* [Excerpted passage]
..........

I now rejoice in my sufferings for you, and fill up in my flesh what is lacking in the afflictions of Christ, for the sake of His body, which is the church, of which I became a minister according to the stewardship from God which was given to me for you, to fulfill the word of God, the mystery which has been hidden from ages and from generations but now has been revealed to His saints. To them God willed to make known what are the riches of the glory of this mystery among the Gentiles: which is Christ in you, the hope of glory (1:24-27).

     Paul saw himself as entrusted by God with a "stewardship" or a "commission" -- "to fulfill the word of God" (or to "fully carry out the preaching of the word of God", as the NASB translates it). That "word from God" was described by Paul as a "mystery" -- something formerly hidden, but now fully revealed to the world. And that mystery is this: "Christ in you, the hope of glory."

..........

* [Source excerpt]

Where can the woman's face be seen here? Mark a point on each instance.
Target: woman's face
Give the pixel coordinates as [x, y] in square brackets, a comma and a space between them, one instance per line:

..........

* [Parts of the exercise]
1 > Answer these questions from the passage on Paul's stewardship, using only what it states.
(a) In the quoted verses, for whose sake does the speaker fill up what is lacking in the afflictions of Christ?
(b) Which translation renders the commission as "fully carry out the preaching of the word of God"?
(c) What does the commentary say the mystery is?
2 > List every word or phrase set in quotation marks in the commentary paragraph of the passage on Paul's stewardship.
3 > Write a continuation of the passage on Paul's stewardship, starting right after its final sentence.

* [Results for each task]
1 >
(a) For the sake of His body, which is the church.
(b) The NASB.
(c) "Christ in you, the hope of glory."

2 >
"stewardship"
"commission"
"to fulfill the word of God"
"fully carry out the preaching of the word of God"
"word from God"
"mystery"
"Christ in you, the hope of glory."

3 >
     To proclaim the full disclosure of that "mystery" -- that was what Paul was all about. That was what drove him in all that he did, and kept him going in spite of all that he suffered. And so, in verses 28-29, Paul sums it all up for us in what constitutes his own "mission statement". Speaking of Christ, he says,

Him we preach, warning every man and teaching every man in all wisdom, that we may present every man perfect in Christ Jesus. To this end I also labor, striving according to His working which works in me mightily (vv. 28-29).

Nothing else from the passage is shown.